_Work to be completed_.
Within the material below, find each line bearing the word "soil" and present it.

_Records supplied_.
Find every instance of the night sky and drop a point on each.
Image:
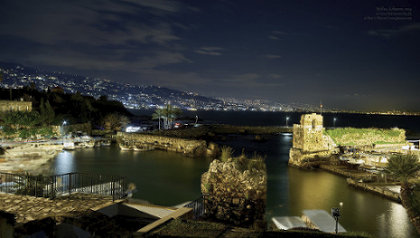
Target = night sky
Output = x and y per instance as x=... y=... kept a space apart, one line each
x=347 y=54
...
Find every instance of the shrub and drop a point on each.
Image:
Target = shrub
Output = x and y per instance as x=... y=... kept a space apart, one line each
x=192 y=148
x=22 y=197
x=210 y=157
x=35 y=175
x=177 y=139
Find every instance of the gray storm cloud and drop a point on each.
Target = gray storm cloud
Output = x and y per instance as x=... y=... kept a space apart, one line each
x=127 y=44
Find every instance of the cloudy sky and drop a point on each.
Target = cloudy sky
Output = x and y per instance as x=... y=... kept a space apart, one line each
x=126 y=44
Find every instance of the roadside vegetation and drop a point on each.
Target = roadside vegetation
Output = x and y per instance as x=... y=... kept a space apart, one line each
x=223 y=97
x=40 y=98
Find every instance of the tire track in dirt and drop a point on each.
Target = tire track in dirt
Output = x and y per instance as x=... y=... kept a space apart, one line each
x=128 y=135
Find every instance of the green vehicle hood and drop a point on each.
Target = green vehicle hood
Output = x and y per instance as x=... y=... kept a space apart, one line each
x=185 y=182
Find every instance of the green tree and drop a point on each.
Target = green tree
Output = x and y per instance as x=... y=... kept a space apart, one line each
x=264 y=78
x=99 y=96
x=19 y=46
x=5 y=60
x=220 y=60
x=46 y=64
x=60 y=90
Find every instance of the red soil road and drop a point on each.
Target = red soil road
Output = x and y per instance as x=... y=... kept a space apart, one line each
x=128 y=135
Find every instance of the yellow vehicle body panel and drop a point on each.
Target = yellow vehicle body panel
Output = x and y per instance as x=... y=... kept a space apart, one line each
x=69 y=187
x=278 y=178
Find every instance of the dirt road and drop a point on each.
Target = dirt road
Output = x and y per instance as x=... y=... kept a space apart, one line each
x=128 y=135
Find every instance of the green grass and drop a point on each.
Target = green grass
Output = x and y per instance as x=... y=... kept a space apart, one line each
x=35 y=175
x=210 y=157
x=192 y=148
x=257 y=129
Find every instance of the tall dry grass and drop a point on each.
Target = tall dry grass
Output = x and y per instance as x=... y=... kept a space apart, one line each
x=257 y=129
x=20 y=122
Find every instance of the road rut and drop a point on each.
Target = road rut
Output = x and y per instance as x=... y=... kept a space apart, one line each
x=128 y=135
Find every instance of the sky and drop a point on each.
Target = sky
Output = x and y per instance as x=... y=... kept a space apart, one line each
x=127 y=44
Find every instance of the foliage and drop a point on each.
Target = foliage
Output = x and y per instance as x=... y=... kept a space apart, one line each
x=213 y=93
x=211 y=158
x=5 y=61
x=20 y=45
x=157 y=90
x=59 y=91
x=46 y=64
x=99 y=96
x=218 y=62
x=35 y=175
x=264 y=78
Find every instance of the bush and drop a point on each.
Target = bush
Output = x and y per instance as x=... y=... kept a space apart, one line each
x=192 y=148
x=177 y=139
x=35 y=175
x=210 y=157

_Written solution_.
Find every instance of the red soil road and drop a point on each.
Target = red soil road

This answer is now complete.